What is needed – Go through the lines below. Copy those with "dark".

### Supplied information ###

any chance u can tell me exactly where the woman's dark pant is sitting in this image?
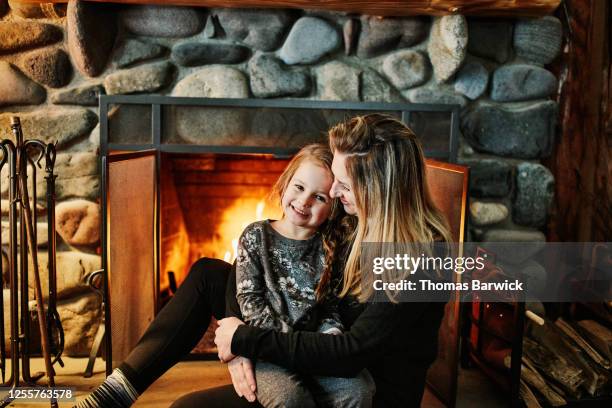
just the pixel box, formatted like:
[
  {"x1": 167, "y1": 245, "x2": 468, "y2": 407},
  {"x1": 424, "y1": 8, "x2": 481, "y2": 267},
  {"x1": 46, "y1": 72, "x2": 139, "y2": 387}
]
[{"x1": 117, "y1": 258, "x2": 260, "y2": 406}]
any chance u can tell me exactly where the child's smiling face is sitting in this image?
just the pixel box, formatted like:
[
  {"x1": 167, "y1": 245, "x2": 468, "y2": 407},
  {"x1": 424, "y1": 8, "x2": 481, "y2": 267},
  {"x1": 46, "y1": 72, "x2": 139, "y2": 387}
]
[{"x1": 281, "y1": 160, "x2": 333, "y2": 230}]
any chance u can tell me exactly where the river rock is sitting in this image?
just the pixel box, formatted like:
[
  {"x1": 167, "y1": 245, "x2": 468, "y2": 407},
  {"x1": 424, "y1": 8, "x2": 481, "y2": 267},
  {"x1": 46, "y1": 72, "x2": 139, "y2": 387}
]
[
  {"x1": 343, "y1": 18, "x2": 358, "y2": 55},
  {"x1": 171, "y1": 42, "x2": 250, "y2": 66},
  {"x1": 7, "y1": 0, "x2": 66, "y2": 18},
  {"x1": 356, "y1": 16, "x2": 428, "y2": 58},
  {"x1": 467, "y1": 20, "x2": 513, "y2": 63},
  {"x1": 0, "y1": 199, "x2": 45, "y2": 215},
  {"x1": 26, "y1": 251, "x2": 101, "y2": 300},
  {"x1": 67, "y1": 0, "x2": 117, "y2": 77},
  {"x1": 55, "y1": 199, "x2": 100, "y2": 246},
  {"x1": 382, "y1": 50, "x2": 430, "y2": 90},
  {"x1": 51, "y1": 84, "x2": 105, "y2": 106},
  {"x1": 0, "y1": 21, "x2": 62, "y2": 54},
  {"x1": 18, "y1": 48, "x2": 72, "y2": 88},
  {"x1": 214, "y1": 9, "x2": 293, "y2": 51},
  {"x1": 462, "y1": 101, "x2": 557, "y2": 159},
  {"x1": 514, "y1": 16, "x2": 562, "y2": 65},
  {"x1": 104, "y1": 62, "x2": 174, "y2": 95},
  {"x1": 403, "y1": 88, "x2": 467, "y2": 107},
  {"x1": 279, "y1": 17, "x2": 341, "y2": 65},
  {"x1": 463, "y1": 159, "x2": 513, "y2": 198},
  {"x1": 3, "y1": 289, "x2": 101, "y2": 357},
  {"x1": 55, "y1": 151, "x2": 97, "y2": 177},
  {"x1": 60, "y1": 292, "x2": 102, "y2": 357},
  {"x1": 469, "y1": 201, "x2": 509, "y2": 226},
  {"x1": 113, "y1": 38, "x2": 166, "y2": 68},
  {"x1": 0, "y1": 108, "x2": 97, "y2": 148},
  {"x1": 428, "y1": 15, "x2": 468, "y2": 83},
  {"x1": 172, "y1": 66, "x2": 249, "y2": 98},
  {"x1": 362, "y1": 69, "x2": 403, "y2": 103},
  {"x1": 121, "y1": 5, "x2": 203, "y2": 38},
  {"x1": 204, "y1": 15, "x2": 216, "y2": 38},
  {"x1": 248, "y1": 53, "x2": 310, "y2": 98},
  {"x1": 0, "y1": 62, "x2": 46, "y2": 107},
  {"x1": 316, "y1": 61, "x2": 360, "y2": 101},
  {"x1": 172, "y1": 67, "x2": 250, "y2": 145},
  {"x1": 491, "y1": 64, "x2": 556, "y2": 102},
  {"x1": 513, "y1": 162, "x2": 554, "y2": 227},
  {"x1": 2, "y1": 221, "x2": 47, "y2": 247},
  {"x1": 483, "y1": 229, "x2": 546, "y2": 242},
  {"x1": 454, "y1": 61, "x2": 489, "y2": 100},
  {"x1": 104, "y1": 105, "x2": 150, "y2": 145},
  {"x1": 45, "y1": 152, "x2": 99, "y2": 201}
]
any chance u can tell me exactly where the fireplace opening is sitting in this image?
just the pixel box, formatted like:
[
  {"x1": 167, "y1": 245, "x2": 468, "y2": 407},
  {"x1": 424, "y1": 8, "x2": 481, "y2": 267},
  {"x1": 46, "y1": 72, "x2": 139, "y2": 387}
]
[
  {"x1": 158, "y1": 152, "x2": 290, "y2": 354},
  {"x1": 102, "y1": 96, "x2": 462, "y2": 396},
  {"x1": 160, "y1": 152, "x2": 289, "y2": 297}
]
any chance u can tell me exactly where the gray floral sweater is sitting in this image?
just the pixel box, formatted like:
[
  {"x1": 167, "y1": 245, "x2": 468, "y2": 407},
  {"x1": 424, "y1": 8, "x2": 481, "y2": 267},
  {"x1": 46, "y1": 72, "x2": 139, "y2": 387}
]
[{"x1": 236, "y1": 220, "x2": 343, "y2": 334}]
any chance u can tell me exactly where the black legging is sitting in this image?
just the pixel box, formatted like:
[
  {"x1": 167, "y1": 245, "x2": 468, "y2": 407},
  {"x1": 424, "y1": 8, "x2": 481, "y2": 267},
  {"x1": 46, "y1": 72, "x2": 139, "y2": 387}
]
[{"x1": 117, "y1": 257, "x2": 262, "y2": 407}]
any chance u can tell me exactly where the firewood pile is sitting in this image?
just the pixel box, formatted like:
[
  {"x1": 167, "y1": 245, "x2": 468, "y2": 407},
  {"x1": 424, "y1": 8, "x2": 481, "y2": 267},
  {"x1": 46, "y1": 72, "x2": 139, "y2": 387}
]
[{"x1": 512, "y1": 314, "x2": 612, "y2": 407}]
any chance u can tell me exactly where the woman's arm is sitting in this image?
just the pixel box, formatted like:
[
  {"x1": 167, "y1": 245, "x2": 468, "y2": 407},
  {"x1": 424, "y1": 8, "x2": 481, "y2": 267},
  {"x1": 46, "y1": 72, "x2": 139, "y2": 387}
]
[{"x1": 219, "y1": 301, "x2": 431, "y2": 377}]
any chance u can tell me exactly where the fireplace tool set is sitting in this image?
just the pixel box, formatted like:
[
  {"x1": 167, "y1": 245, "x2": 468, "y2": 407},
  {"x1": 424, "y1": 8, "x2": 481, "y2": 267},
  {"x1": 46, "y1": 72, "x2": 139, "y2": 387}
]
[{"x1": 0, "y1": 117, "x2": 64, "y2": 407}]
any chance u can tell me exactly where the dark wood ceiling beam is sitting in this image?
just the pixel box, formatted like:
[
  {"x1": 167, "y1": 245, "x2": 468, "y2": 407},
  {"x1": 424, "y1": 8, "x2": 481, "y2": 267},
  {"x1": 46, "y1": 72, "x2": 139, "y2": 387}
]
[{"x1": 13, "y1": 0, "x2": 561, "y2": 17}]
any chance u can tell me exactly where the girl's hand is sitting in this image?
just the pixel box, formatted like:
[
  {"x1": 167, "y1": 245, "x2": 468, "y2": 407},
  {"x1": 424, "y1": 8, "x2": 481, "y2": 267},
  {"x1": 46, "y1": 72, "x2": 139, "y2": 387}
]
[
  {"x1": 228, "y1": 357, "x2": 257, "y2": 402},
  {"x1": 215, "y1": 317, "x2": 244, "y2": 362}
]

###
### Supplied information ###

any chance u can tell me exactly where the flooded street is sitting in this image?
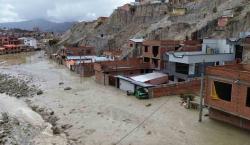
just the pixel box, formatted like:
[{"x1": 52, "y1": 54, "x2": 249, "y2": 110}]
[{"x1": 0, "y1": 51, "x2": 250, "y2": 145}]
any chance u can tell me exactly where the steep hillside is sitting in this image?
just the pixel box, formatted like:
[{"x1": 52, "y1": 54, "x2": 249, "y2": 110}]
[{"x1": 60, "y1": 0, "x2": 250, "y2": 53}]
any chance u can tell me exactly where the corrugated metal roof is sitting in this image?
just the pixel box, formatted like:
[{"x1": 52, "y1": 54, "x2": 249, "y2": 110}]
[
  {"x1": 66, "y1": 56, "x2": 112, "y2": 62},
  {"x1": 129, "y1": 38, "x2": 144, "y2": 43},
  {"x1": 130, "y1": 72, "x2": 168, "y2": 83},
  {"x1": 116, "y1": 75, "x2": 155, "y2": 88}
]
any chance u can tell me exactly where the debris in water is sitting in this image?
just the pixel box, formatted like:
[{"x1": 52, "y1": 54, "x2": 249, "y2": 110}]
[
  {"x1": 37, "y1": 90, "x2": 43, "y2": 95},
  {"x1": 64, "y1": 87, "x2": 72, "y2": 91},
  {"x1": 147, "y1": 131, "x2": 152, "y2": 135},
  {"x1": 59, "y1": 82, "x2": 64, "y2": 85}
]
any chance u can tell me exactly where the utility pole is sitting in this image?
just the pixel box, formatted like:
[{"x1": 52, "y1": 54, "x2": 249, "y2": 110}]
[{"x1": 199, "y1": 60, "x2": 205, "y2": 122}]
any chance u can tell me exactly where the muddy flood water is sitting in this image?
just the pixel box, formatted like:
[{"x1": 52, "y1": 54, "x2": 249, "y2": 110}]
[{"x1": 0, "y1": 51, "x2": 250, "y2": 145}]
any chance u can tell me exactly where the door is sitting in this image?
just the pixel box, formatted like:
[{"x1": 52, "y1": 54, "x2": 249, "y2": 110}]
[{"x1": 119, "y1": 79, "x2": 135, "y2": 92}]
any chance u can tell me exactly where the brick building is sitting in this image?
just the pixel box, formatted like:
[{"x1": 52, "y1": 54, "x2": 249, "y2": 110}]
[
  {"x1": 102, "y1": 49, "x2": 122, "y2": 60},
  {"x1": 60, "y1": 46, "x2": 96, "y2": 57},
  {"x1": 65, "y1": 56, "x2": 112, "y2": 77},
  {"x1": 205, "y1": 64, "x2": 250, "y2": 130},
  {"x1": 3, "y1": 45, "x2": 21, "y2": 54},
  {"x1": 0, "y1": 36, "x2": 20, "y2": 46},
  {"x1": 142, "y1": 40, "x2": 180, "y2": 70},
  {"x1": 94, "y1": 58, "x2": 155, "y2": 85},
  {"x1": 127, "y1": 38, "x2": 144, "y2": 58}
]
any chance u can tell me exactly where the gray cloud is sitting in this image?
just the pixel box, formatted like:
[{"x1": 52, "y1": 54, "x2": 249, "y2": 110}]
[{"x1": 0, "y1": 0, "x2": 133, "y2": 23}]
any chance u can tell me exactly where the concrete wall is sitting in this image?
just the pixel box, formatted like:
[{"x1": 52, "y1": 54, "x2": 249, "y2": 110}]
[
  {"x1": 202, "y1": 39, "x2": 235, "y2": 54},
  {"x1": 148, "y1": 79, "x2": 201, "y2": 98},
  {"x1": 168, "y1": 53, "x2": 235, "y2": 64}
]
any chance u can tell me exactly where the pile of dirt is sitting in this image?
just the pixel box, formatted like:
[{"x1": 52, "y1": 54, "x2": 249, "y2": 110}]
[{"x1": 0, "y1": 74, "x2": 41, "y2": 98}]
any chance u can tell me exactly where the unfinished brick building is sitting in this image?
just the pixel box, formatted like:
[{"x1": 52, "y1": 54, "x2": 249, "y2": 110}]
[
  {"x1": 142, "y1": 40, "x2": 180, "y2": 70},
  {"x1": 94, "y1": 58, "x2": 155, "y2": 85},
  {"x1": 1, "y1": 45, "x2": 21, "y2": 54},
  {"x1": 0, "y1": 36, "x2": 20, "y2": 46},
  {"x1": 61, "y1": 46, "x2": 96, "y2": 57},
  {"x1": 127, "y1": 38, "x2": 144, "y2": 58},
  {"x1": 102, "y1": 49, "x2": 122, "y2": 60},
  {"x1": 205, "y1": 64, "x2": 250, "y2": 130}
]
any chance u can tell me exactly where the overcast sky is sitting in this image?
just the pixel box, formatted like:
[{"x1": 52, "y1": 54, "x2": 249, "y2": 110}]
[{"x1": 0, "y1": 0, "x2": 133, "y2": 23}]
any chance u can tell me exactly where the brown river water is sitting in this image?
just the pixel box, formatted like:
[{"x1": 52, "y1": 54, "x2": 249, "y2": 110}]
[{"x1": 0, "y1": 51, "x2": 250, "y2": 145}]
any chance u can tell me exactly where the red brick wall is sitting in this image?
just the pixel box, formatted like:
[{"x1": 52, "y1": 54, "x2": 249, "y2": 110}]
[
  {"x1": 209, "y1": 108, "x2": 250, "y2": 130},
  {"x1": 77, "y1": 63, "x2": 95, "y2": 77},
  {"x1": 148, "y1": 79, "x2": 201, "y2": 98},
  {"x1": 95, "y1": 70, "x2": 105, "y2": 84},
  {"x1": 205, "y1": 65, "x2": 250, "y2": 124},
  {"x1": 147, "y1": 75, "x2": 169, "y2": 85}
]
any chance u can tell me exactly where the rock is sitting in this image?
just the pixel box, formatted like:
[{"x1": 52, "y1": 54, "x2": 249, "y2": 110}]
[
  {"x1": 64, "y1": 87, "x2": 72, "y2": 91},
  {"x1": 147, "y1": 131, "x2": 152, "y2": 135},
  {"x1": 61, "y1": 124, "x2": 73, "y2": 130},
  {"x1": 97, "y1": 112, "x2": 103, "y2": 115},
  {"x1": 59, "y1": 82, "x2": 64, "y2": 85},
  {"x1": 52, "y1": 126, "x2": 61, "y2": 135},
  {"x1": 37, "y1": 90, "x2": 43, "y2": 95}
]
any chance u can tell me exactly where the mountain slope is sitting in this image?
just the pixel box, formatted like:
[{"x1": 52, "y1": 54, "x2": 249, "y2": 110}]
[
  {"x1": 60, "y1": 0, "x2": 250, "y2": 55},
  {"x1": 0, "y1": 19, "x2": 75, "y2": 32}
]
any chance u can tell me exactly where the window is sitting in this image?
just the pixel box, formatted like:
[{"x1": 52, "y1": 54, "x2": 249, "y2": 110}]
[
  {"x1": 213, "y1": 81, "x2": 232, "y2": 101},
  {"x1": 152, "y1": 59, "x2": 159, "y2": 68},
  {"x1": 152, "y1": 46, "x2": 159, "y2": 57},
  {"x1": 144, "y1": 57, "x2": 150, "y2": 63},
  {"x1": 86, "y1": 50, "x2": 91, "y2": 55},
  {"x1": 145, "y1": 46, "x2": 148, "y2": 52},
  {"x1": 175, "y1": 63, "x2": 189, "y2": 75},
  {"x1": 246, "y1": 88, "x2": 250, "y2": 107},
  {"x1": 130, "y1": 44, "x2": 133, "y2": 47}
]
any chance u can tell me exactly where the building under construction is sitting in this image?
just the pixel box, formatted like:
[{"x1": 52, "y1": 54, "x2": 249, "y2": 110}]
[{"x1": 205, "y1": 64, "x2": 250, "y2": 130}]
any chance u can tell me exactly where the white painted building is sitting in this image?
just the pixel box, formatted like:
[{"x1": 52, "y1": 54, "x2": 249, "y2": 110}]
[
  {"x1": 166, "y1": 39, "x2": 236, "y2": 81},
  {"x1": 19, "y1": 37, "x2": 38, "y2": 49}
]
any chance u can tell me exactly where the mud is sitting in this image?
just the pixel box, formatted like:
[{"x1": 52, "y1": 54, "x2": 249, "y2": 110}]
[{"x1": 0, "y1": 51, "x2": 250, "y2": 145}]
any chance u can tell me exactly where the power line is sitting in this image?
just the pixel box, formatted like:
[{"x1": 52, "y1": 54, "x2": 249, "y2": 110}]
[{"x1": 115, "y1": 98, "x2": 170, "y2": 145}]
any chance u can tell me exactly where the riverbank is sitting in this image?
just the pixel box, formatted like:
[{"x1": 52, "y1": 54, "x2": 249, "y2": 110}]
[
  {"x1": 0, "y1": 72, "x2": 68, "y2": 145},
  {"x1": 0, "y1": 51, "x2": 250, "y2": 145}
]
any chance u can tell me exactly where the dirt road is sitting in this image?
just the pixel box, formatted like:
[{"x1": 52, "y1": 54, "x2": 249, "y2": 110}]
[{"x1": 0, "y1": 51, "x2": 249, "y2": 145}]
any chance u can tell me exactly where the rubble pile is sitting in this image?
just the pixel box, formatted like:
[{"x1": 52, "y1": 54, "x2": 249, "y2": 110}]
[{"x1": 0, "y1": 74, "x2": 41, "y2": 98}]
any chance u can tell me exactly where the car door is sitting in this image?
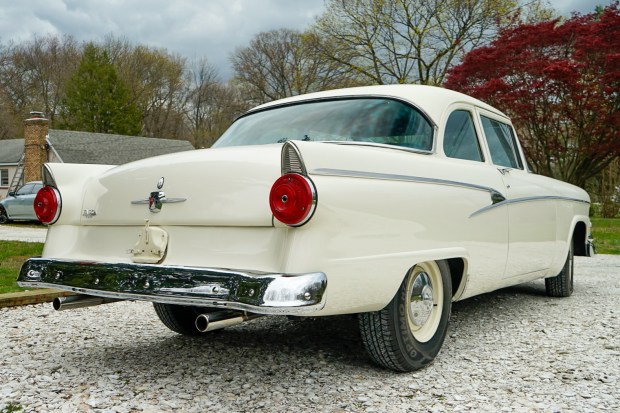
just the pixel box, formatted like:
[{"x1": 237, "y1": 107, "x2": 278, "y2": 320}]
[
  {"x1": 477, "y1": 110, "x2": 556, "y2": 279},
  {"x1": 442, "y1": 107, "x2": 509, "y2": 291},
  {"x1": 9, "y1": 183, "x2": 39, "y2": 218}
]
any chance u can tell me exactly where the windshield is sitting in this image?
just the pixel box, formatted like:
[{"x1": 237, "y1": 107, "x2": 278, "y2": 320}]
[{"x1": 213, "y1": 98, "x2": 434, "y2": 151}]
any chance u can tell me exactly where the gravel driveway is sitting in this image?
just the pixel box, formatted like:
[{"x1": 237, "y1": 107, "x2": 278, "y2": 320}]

###

Solved exercise –
any chance u can tell me exactly where the woman's dark pant is sitting in this image?
any chance u can tell me exactly where the dark wood ceiling beam is sitting in this image?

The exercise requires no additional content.